■ WHAT THE TASK ASKS ■
Would you transcribe all of the data exactly, down to the last character?

--- START RECORDS FOR THIS TASK ---

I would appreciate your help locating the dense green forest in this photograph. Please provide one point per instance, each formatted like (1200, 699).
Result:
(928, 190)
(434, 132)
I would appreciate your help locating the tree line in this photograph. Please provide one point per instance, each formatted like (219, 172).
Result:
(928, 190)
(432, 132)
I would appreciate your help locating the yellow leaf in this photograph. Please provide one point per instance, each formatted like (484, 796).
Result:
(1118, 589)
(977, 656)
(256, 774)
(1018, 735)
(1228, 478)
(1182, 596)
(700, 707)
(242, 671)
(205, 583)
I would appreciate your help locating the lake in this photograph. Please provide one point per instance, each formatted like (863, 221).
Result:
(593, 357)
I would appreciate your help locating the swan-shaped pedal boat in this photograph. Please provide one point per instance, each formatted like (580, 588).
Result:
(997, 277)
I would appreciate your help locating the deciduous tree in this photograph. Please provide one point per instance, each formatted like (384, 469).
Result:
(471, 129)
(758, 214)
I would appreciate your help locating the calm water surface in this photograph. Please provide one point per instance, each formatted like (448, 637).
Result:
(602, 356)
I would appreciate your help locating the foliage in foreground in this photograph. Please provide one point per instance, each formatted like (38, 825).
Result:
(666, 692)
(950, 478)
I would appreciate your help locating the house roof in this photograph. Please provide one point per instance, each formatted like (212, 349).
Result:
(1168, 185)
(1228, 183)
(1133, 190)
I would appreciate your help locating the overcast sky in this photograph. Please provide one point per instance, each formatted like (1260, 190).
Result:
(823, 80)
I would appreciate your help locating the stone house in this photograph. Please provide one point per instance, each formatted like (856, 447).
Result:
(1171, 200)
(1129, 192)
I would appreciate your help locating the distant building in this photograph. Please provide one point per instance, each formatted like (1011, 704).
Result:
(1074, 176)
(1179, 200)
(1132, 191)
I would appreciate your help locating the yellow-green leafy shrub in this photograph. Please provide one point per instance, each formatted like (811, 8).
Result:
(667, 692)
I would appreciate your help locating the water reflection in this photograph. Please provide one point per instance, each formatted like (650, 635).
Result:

--- END RECORDS FOR THIS TASK ---

■ FULL ANSWER ■
I would appreciate your help locating the dense green forest in this photograph. Please provide one point per instance, each formatted like (1200, 699).
Result:
(928, 190)
(434, 132)
I would appreciate your help locating the tree line in this photograph. Please provide one point per instance, each formatted like (219, 172).
Result:
(928, 190)
(432, 132)
I would appreciate your help locating the yellow leaf in this photograph. Please provide one point per instance, each formatted like (484, 796).
Result:
(1118, 589)
(977, 656)
(256, 774)
(1018, 735)
(1228, 478)
(1182, 596)
(700, 707)
(242, 671)
(205, 583)
I would appreciate your help locating the lake in this photograph. Please provide one point per instance, each formatted like (863, 221).
Result:
(593, 357)
I would appreciate your help locating the swan-shaped pedal boat in this photograph. Please provide one point per instance, each formatted like (580, 588).
Result:
(997, 277)
I would appreciate your help locating the deciduous tree in this photograph. Please provide one point per instance, each formatted like (384, 469).
Result:
(471, 129)
(758, 214)
I would appreciate your help locating the calm water surface in this photograph. Please provide one point per instance, each formatted like (448, 637).
Result:
(602, 356)
I would appreciate your help locating the foliage in foreground in this photograph. Please provide one point per instance, each formatted like (38, 825).
Result:
(666, 692)
(950, 478)
I would appreciate your help locating the house roof in this photograph. Please provide one point per instance, each formatted like (212, 349).
Result:
(1168, 185)
(1228, 183)
(1133, 190)
I would appreciate your help locating the overcast sky in this photograph. Please provide one point per instance, each formatted like (1260, 190).
Result:
(823, 80)
I would appreciate your help locating the stone house in this photograph. Please provide one point per instance, each formatted like (856, 447).
Result:
(1171, 200)
(1129, 192)
I would appreciate your help locating the distant building in this photograph. Please provide one point per instance, each formatted like (1011, 704).
Result:
(1074, 176)
(1179, 200)
(1132, 191)
I would appreciate your help locating the yellow-green leafy shrub in this photograph. Please provide one point per instance, each formatted like (811, 8).
Result:
(667, 692)
I would appreciate your help locating the water reflection in this photograph. Please provide one point per instance, each formatted like (650, 635).
Result:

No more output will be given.